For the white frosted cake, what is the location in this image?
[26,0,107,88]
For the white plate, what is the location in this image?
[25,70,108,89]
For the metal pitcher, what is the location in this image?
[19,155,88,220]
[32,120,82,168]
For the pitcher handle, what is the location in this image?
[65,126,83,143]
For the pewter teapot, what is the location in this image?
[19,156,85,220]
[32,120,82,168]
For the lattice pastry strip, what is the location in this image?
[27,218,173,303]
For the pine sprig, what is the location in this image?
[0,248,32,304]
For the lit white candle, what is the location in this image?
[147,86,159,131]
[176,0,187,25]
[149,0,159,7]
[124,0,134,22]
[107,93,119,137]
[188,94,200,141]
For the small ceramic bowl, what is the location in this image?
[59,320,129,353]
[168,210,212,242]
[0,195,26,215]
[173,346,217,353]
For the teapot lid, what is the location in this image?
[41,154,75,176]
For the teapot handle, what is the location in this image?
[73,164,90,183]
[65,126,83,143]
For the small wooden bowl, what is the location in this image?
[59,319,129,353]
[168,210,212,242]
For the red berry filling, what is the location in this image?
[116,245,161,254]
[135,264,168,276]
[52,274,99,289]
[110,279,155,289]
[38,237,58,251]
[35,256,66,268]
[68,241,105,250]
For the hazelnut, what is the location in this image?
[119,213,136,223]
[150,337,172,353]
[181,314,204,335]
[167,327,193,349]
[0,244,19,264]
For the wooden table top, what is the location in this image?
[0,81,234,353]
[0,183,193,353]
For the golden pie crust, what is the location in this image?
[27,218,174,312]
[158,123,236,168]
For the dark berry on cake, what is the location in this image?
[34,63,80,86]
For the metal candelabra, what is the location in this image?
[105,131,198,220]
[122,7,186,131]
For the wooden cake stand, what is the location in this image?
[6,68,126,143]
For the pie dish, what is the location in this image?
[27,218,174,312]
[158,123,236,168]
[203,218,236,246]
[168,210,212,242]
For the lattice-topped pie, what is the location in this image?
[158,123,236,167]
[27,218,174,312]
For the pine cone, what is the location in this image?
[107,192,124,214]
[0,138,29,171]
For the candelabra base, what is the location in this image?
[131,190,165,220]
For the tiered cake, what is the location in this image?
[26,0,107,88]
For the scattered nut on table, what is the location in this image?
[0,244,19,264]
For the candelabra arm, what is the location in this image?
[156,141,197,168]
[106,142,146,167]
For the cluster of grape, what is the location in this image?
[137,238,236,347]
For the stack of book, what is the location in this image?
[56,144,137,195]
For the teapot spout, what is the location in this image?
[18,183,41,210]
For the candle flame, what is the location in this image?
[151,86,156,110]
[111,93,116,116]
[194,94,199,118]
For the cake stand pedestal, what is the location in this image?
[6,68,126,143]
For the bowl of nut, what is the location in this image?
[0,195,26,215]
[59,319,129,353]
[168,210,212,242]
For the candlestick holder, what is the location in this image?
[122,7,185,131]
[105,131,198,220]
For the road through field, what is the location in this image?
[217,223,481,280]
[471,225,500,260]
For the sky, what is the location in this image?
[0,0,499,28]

******

» Your task
Reproduce every item above word for word, leaving nothing out and changing nothing.

» Worked answer
For the white frosted cake, what is the location in this image?
[26,0,107,88]
For the white plate, what is the location in this image?
[25,70,108,89]
For the metal pitcher, what is the location in this image?
[19,155,88,220]
[32,120,82,168]
For the pitcher handle, what is the location in this image?
[65,126,83,143]
For the pewter teapot, what is the location in this image?
[19,156,85,220]
[32,120,82,168]
For the lattice pastry strip, what is the location in this image?
[27,218,173,303]
For the pine sprig, what is the location in this image?
[0,248,32,304]
For the lit white candle, what is the location in this image?
[147,86,159,131]
[176,0,187,25]
[149,0,159,7]
[124,0,134,22]
[107,93,119,137]
[188,94,200,141]
For the small ceramic bowl, what is the location in this image?
[59,320,129,353]
[168,210,212,242]
[0,195,26,215]
[173,346,217,353]
For the teapot lid, what is the location in this image?
[41,154,75,176]
For the teapot handle, what is the location in this image?
[73,164,90,183]
[65,126,83,143]
For the small wooden bowl, what is the location in this image?
[59,319,129,353]
[168,210,212,242]
For the red berry filling, what is the location in this image?
[116,245,161,254]
[135,264,168,276]
[52,274,99,289]
[110,279,155,289]
[38,237,58,251]
[35,256,66,268]
[68,241,105,250]
For the hazelnut, what is the location in this image?
[119,213,136,223]
[150,337,172,353]
[181,314,204,335]
[167,327,193,349]
[0,244,19,264]
For the wooden table top, what is the location in this image?
[0,81,234,353]
[0,183,193,353]
For the golden pie crust, what is the location in this image?
[27,218,174,312]
[158,123,236,168]
For the dark berry on cake, what is the location in this image?
[34,63,80,86]
For the metal candelabra, what is the location in this image?
[105,131,198,220]
[122,7,186,131]
For the wooden cake stand, what is the location in this image?
[6,68,126,143]
For the pie dish, what is the location in this image?
[27,218,174,312]
[158,123,236,168]
[203,218,236,246]
[168,210,212,242]
For the lattice-topped pie, what is the location in this image?
[158,123,236,167]
[27,218,174,312]
For the pine cone, what is the location in this image?
[107,192,124,214]
[0,138,29,171]
For the candelabra base, what is the location in this image?
[131,190,165,220]
For the tiered cake, what is the location in this image?
[26,0,107,88]
For the scattered nut on table, what is the location in this image?
[0,244,19,264]
For the candelabra arm, what is the location in this image?
[156,141,197,168]
[106,142,146,167]
For the cluster of grape, what is the location in this image?
[137,238,236,347]
For the stack of book, what is the location in this image?
[56,144,137,195]
For the teapot spout, what is the location in this image?
[18,183,41,210]
For the candle flame, what is the location in this image?
[151,86,156,110]
[111,93,116,116]
[194,94,199,118]
For the cake stand pedestal, what is the location in this image?
[6,68,126,143]
For the bowl of nut, what is the location in this image?
[0,195,26,215]
[59,319,129,353]
[168,210,212,242]
For the candlestick holder, what is the location in this image?
[122,7,185,131]
[105,131,198,220]
For the road through field, what is the location in this image?
[217,223,481,280]
[471,225,500,260]
For the sky, what is the location in this image?
[0,0,499,28]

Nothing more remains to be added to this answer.